TEXTAUSZUG:

OGH 7Ob96/21z

OGH7Ob96/21z26.5.2021

Der Oberste Gerichtshof hat als Revisionsgericht durch die Senatspräsidentin Dr. Kalivoda als Vorsitzende und die Hofrätin und die Hofräte Mag. Dr. Wurdinger, Mag. Malesich, MMag. Matzka und Dr. Weber als weitere Richter in der Rechtssache der klagenden Partei H* Versicherung AG, *, vertreten durch Dr. Walter Pfliegler, Rechtsanwalt in Wien, gegen die beklagte Partei D* Versicherung AG *, vertreten durch Dr. Thomas Romauch und Dr. Elke Romauch, MA, Rechtsanwälte in Krumpendorf, wegen 30.734,57 EUR sA, über die Revision der beklagten Partei gegen das Urteil des Oberlandesgerichts Wien als Berufungsgericht vom 12. März 2021, GZ 14 R 149/20i‑27, mit dem das Zwischenurteil des Landesgerichts für Zivilrechtssachen Wien vom 31. August 2020, GZ 25 Cg 5/20v‑21, bestätigt wurde, zu Recht erkannt:

European Case Law Identifier: ECLI:AT:OGH0002:2021:E132065

Rechtsgebiet: Zivilrecht

 

Spruch:

 

Der Revision wird nicht Folge gegeben.

AUFGABENSTELLUNG A: Liste alle Personen auf, die in der Entscheidung als weitere Richter des Senats angeführt sind, jeweils mit ihrem akademischen Titel.
AUFGABENSTELLUNG B: Setze die Entscheidung nach dem Satz „Der Revision wird nicht Folge gegeben.“ fort.

BEREITGESTELLTE DATEN:

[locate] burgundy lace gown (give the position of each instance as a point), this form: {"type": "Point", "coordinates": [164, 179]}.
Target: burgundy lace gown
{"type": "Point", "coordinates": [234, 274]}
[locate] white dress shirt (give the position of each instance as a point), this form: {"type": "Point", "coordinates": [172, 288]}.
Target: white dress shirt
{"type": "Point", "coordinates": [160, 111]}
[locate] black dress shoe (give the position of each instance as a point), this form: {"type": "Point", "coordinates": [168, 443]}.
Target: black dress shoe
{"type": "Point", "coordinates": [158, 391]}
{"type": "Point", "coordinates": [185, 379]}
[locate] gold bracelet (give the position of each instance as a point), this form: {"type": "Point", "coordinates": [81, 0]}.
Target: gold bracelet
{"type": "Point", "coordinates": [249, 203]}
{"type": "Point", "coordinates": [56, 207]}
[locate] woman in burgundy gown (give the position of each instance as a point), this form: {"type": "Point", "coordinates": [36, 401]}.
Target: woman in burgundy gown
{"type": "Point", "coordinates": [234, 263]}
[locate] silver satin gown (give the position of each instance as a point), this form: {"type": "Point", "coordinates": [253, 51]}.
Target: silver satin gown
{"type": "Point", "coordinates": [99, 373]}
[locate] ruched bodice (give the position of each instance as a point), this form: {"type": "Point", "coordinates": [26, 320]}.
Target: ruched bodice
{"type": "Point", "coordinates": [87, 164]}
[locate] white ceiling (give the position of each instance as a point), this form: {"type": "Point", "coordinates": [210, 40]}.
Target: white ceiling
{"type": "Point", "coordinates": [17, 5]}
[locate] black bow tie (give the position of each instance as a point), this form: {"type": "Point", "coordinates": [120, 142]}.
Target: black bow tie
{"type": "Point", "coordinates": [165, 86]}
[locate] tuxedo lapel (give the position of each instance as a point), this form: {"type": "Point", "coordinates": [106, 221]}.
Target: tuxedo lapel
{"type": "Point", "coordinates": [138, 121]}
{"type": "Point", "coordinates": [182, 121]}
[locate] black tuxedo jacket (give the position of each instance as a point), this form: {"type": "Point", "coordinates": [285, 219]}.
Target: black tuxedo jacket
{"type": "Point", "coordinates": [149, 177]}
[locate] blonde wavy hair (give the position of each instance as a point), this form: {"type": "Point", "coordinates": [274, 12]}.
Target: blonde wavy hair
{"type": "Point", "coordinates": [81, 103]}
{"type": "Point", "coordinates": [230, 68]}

ENDGÜLTIGE ANTWORT A:
- Mag. Dr. Wurdinger
- Mag. Malesich
- MMag. Matzka
- Dr. Weber

ENDGÜLTIGE ANTWORT B:
Die beklagte Partei ist schuldig, der klagenden Partei die mit 1.961,82 EUR (darin enthalten 326,97 EUR USt) bestimmten Kosten der Revisionsbeantwortung binnen 14 Tagen zu ersetzen.

 

Entscheidungsgründe:

[1] Am 7. 11. 2018 ereignete sich ein Verkehrsunfall, an dem unter anderem ein von C* B* (Versicherungsnehmerin) gehaltener, von einer anderen Person gelenkter PKW beteiligt war. Die Klägerin leistete im Zusammenhang mit diesem Unfall als (früherer) Haftpflichtversicherer des genannten Fahrzeugs Zahlungen an verschiedene Unfallgeschädigte.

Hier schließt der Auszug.